TASK STATEMENT:
Return every line in the rows below that contains the word "field".

________________________________________

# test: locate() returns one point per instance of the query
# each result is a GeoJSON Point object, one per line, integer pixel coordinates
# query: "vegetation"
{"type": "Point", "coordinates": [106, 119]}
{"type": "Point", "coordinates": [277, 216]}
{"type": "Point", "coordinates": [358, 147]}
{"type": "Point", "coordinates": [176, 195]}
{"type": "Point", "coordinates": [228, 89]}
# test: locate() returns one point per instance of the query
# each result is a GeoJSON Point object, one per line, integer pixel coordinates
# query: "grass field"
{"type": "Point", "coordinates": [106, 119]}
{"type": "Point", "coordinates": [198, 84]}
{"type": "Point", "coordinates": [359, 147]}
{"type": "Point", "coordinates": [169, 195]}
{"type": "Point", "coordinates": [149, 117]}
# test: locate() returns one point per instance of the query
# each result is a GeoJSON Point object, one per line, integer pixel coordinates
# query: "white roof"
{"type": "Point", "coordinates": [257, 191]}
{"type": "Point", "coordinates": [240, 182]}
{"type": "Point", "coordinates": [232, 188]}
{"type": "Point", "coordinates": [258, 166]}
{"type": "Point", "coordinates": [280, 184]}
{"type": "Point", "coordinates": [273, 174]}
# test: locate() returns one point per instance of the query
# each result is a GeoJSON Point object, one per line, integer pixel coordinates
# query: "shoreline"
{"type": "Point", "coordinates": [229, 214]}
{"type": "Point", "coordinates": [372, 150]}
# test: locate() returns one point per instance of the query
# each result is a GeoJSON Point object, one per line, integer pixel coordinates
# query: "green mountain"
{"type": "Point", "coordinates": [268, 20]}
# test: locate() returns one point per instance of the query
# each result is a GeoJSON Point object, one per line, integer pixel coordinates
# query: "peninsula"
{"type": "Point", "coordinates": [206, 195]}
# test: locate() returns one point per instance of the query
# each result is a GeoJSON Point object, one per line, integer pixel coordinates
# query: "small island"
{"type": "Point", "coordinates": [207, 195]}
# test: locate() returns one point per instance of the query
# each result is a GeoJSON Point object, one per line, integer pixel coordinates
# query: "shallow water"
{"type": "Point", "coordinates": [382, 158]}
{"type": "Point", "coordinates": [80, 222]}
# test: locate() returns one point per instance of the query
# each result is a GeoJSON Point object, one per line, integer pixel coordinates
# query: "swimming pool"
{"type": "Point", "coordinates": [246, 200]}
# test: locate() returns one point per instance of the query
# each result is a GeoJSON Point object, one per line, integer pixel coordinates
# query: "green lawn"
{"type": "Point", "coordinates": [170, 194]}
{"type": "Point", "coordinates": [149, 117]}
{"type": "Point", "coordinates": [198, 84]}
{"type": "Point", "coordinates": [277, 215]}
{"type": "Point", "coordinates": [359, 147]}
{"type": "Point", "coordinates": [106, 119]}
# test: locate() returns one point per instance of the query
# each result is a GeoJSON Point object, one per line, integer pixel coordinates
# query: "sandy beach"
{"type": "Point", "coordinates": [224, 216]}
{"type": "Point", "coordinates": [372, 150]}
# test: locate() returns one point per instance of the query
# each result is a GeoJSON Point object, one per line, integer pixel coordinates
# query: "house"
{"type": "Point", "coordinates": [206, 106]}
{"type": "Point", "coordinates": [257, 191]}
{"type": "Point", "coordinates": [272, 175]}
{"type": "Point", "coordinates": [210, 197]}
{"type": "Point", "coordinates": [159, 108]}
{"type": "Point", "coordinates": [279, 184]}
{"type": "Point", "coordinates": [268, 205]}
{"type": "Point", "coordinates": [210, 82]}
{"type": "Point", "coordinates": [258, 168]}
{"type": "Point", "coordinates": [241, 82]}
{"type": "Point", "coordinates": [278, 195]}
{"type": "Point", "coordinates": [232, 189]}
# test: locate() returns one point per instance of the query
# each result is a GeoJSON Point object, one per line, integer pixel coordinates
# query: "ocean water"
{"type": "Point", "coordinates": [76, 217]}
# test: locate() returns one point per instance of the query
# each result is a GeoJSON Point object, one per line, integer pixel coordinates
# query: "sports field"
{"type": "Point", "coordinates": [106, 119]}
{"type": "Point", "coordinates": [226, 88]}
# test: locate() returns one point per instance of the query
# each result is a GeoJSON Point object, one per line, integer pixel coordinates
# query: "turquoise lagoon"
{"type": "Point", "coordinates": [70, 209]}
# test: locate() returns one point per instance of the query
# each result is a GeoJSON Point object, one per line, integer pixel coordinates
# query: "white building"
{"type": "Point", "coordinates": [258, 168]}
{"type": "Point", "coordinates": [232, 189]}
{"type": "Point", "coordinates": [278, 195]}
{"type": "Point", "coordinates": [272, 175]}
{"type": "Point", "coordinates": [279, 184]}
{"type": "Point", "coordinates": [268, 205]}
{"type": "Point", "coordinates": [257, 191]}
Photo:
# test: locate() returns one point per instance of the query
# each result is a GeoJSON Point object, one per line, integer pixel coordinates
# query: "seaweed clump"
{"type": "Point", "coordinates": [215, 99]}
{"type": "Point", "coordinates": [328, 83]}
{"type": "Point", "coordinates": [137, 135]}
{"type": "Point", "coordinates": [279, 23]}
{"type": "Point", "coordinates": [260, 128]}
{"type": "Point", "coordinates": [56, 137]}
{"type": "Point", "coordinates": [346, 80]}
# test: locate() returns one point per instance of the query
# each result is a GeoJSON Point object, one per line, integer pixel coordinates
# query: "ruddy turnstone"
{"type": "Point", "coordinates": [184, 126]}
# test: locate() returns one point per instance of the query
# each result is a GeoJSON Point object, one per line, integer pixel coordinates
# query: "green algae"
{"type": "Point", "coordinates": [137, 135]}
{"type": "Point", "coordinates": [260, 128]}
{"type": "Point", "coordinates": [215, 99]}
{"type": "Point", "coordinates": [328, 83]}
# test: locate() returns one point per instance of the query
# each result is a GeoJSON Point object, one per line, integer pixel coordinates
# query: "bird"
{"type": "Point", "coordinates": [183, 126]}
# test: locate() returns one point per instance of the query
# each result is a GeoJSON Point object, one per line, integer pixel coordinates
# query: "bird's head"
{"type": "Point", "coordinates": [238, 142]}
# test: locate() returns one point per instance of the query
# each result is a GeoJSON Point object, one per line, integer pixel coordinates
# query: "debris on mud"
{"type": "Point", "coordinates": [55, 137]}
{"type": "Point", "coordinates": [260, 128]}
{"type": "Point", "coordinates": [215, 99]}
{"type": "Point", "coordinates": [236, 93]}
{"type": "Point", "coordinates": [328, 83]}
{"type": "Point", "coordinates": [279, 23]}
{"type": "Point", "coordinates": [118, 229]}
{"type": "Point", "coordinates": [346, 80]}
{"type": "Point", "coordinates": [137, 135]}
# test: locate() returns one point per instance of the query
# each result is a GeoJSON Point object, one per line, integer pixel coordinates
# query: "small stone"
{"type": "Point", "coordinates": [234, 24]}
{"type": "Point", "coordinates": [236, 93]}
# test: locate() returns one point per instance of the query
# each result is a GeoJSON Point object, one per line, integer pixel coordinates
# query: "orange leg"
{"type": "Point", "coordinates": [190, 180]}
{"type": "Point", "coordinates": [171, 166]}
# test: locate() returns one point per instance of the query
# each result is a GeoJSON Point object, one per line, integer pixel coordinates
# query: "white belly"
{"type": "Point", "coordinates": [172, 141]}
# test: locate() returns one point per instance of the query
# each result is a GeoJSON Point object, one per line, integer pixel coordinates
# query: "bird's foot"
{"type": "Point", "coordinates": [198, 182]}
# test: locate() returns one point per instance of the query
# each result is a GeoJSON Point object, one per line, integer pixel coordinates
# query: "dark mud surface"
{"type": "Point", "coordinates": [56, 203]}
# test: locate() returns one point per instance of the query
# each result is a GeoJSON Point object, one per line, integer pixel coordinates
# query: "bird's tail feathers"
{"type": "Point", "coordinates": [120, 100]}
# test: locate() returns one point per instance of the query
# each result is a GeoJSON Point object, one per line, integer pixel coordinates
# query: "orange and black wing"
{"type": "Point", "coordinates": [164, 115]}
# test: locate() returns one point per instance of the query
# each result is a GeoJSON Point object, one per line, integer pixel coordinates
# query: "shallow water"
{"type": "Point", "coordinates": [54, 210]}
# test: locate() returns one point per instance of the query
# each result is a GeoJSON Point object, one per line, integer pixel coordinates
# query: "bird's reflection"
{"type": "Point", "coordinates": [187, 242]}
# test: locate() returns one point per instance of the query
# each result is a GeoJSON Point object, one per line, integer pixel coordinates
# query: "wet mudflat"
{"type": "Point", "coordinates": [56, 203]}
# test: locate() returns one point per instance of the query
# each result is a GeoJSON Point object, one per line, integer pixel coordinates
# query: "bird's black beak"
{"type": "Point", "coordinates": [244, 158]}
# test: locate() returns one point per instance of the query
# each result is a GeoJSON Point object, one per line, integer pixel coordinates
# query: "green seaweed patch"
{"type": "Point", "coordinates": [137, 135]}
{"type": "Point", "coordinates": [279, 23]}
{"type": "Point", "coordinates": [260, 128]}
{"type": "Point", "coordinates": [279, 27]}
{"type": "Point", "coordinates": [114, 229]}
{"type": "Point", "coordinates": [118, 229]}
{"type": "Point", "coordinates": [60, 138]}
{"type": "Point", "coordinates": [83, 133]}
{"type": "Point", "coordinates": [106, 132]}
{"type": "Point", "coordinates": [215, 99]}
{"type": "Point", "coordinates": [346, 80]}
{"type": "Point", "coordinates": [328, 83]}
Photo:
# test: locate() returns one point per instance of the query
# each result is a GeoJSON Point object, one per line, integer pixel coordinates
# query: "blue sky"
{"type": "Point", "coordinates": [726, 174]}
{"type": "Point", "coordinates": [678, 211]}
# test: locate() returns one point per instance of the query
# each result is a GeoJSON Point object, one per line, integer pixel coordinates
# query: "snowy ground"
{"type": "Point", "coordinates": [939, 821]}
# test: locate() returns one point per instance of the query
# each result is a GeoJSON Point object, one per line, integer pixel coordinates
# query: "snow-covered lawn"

________________________________________

EXERCISE OUTPUT:
# query: "grass field"
# query: "sports field"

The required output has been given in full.